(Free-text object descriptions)
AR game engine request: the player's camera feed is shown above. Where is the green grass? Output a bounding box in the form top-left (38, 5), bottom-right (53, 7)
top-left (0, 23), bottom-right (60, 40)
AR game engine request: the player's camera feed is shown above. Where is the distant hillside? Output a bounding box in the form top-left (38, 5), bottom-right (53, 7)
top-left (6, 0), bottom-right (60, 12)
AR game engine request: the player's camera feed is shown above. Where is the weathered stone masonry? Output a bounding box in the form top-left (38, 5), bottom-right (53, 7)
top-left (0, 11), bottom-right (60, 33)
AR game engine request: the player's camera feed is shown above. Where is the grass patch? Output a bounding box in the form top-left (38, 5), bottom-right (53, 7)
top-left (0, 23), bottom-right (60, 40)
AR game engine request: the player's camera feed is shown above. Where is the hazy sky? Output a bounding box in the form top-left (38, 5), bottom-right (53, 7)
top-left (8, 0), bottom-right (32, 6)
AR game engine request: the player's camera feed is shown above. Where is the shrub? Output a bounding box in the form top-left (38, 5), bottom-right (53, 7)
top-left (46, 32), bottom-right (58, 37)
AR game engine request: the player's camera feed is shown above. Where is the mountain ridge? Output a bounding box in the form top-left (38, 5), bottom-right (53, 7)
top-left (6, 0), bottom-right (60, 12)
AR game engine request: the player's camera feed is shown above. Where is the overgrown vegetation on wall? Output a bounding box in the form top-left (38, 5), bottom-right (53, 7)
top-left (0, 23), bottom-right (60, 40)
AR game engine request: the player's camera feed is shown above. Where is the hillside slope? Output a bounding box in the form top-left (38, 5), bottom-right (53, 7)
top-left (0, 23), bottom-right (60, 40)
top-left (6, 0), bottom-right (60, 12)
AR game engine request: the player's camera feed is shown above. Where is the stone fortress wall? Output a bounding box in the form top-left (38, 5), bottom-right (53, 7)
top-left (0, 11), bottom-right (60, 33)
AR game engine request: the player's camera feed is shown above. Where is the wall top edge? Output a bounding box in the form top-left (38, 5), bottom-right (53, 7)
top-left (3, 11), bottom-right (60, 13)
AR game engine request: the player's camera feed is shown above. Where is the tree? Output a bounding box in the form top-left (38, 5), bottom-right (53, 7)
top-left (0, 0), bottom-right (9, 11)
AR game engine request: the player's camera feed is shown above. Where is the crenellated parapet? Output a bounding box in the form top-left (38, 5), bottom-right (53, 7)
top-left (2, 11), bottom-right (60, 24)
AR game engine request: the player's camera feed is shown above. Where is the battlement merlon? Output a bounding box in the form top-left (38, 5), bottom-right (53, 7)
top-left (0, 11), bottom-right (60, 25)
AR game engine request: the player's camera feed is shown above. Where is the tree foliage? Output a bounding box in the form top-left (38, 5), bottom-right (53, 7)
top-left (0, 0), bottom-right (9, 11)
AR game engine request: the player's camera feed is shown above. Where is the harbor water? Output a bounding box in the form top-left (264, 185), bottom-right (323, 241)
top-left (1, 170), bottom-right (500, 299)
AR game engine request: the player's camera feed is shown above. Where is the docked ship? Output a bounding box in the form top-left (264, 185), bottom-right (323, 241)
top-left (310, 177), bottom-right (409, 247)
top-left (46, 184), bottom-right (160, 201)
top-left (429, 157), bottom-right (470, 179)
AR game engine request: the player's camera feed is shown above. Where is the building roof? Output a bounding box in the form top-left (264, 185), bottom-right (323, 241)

Assigned task
Your task is to retype, exactly and only, the lines from the one with "is the harbor" through the final line above.

Expected output
AR game engine request: the player's camera feed is shown above. Where is the harbor water? Output a bounding box in the form top-left (264, 185), bottom-right (323, 241)
top-left (1, 170), bottom-right (500, 299)
AR game engine request: the player's camera feed is shown above. Where is the docked ship? Output a bounding box in the form top-left (264, 185), bottom-right (323, 241)
top-left (310, 177), bottom-right (409, 247)
top-left (46, 184), bottom-right (160, 201)
top-left (429, 157), bottom-right (470, 179)
AR game engine request: the player's camera feed is shown above. Where is the building roof? Output a bounding box in the form top-left (264, 185), bottom-right (323, 241)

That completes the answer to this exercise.